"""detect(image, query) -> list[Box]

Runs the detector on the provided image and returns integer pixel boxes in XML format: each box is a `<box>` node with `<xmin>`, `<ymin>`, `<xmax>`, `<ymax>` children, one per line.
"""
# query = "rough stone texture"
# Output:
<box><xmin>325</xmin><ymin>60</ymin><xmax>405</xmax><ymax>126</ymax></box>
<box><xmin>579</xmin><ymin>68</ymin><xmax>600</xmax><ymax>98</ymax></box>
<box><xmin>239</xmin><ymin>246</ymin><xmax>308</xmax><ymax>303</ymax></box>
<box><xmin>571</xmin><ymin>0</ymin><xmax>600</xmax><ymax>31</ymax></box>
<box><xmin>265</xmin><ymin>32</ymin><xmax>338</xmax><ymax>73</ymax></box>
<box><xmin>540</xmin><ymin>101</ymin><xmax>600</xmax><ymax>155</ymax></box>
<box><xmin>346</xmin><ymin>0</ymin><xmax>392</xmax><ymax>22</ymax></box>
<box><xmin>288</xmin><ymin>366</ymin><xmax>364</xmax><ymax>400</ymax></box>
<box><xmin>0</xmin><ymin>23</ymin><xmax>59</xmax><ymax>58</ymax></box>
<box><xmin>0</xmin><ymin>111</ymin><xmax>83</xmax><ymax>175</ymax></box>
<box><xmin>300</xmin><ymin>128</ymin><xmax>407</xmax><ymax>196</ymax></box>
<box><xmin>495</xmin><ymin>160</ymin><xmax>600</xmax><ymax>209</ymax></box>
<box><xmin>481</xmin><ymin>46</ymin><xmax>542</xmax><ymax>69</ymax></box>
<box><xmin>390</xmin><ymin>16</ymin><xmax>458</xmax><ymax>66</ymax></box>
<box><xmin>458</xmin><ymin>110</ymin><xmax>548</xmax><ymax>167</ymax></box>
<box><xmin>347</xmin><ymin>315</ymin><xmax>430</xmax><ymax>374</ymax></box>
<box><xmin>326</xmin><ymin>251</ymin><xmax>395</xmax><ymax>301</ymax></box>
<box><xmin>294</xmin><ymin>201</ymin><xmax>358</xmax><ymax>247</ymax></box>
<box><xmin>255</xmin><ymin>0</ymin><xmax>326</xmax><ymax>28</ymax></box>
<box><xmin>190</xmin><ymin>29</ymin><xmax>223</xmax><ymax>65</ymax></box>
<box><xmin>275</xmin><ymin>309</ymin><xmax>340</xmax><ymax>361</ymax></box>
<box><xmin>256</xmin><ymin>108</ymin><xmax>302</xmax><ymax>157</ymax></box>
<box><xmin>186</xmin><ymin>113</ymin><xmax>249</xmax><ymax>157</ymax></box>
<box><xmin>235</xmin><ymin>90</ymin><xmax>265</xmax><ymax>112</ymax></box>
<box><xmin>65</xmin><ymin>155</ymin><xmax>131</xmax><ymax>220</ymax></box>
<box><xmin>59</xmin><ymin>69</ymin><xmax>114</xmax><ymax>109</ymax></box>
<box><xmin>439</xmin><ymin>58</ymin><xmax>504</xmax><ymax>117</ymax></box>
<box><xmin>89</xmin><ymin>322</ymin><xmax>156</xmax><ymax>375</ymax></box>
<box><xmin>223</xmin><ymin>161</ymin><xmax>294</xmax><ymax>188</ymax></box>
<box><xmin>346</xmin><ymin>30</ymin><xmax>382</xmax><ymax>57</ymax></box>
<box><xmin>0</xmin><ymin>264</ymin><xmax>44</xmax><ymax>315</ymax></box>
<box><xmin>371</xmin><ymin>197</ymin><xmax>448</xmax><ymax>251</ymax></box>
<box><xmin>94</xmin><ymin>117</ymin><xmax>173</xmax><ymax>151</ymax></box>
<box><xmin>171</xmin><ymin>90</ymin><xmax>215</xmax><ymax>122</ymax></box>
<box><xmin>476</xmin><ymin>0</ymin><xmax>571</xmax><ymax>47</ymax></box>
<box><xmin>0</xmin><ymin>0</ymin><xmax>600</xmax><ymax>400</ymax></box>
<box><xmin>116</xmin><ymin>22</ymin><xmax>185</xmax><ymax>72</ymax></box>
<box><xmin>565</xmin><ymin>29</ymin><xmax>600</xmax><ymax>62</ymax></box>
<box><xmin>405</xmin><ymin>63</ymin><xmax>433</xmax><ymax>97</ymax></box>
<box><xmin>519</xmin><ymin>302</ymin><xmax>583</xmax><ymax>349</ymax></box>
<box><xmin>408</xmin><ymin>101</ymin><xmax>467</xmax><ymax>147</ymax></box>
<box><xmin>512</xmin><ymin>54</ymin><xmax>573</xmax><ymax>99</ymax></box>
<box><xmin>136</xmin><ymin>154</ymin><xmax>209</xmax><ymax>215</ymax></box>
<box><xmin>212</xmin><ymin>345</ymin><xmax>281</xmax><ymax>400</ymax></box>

::::::::

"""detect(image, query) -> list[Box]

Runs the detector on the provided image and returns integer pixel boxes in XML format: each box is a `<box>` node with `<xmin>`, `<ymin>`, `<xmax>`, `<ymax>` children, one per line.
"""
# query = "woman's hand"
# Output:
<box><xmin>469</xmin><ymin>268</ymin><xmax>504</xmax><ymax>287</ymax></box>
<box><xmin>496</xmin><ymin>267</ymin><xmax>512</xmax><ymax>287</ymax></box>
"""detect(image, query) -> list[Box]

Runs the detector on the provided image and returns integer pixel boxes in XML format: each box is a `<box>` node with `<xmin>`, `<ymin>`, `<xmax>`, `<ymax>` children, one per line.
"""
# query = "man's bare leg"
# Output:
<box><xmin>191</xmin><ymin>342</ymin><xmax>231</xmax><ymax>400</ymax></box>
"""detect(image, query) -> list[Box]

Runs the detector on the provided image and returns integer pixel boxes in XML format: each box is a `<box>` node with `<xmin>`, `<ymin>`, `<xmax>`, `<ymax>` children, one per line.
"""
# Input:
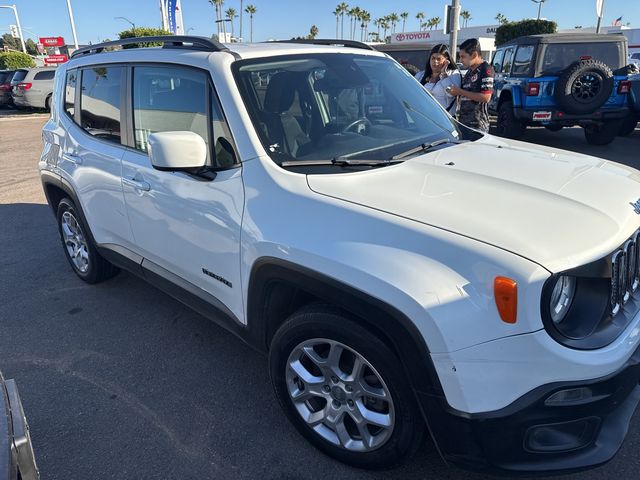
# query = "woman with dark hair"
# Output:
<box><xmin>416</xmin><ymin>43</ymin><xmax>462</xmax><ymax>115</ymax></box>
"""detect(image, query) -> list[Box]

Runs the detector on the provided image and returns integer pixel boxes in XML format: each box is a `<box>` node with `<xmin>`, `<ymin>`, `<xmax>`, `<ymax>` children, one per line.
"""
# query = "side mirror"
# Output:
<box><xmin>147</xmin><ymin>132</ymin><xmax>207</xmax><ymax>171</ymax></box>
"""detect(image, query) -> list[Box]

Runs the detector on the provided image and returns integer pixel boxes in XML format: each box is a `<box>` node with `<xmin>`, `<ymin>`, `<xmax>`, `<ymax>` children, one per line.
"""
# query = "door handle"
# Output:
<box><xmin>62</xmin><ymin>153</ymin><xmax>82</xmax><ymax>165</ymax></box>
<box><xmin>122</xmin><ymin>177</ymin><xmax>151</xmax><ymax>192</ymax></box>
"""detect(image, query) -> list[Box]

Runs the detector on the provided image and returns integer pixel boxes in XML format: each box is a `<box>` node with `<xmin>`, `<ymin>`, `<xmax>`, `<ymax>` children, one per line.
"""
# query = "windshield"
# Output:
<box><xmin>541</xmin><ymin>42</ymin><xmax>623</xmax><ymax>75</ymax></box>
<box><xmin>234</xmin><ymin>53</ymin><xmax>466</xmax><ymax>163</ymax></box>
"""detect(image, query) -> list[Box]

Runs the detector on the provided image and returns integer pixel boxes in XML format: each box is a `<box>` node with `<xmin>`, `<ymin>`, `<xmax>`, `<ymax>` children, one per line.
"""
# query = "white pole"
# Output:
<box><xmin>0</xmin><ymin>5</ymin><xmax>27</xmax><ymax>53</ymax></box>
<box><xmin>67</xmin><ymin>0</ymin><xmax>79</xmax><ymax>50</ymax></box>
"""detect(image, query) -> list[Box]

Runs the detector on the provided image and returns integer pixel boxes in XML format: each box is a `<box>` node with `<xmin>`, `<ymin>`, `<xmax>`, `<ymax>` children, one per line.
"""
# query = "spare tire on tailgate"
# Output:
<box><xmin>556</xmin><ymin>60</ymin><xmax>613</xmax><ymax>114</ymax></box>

::::::::

JOB >> Collect every line in the items above that contains the word "woman". Case counts, so a match must have the same uppercase and lowercase letters.

ANSWER IN FULL >>
# query = "woman's hand"
# query = "woman with dark hair"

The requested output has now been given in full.